> [Excerpts from a dataset]
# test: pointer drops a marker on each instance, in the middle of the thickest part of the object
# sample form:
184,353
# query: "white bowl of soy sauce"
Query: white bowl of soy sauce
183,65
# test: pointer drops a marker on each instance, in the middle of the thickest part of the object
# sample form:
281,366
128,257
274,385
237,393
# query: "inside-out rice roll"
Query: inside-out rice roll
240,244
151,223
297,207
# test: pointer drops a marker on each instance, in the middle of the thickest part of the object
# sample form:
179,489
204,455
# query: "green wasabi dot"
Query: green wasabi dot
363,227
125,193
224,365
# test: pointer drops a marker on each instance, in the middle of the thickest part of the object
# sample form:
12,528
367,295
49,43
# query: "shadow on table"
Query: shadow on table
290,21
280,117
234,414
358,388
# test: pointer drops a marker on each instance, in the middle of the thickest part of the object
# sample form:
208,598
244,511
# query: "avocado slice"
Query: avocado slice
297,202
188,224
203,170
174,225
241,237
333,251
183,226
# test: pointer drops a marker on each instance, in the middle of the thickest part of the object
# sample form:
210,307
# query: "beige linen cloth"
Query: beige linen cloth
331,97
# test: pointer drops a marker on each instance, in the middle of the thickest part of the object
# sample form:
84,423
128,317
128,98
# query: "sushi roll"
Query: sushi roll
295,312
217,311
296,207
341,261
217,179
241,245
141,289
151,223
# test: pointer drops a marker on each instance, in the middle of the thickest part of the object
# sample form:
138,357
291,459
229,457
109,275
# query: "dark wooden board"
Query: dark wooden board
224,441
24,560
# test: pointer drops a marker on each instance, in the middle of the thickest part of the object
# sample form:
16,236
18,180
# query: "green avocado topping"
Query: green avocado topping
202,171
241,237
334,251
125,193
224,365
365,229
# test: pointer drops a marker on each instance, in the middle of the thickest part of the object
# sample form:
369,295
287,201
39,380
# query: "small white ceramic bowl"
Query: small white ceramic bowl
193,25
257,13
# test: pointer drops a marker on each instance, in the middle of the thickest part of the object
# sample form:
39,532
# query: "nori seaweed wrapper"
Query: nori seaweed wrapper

> [TASK OBJECTIVE]
Retype the data. Every line must match the original exactly.

> [REPLY]
# test: pointer drops a marker on each instance, in the middle of the thickest part of the object
# sample form:
184,353
# query: "white bowl of soy sauce"
Query: white bowl of soy sauce
183,65
# test: pointer drops a marker on each instance, in the middle of the thickest part of the object
# sample form:
281,366
128,257
274,385
237,393
# query: "inside-out rice roll"
Query: inside-out rice roll
240,244
151,223
297,207
# test: pointer drops a marker on each instance, in the middle of the thickest part of the object
# sample form:
179,489
204,455
# query: "green wasabi dot"
Query: green wasabi dot
363,227
125,193
224,365
# test: pointer drops a marker on each instance, in the middle of the thickest part of the object
# sample form:
12,528
367,295
49,43
# query: "shadow on table"
Query: shadow on table
290,21
280,117
234,414
358,388
# test: pointer drops a marker on each instance, in the middle of the thickest part of the object
# sample form:
208,598
244,511
# query: "avocado slice"
Query: avocado slice
297,202
188,224
203,170
174,225
241,237
333,251
183,226
# test: pointer drops a marker on each instance, in the middle of the thickest part of the object
# sample form:
210,307
# query: "beige linen cloth"
Query: beige linen cloth
331,97
# test: pointer drops a marker on each instance, in the middle of the thickest part of the object
# sample form:
84,423
128,317
128,98
# query: "sushi roll"
Query: sushi roll
295,312
217,311
296,207
341,261
217,179
241,245
141,289
151,223
# test: pointer drops a marker on each instance, in the middle of the thickest part of the object
# sample form:
138,357
291,459
229,457
109,275
# query: "dark wooden board"
Query: dark wooden board
224,441
24,560
# test: pointer drops a marker on each instance, in the middle of the thickest part of the object
# sample form:
16,236
18,180
# query: "green avocado topping"
Query: green avocado topping
202,171
241,237
334,251
125,193
224,365
365,229
# test: pointer drops a marker on each instance, in the middle of the thickest part of the object
# sample form:
369,295
287,201
39,380
# query: "small white ceramic bowl"
Query: small white ceramic bowl
193,25
257,13
# test: pointer drops a marker on each instance, in the middle of the thickest part of the object
# sample form:
39,532
# query: "nori seaweed wrapper"
Query: nori seaweed wrapper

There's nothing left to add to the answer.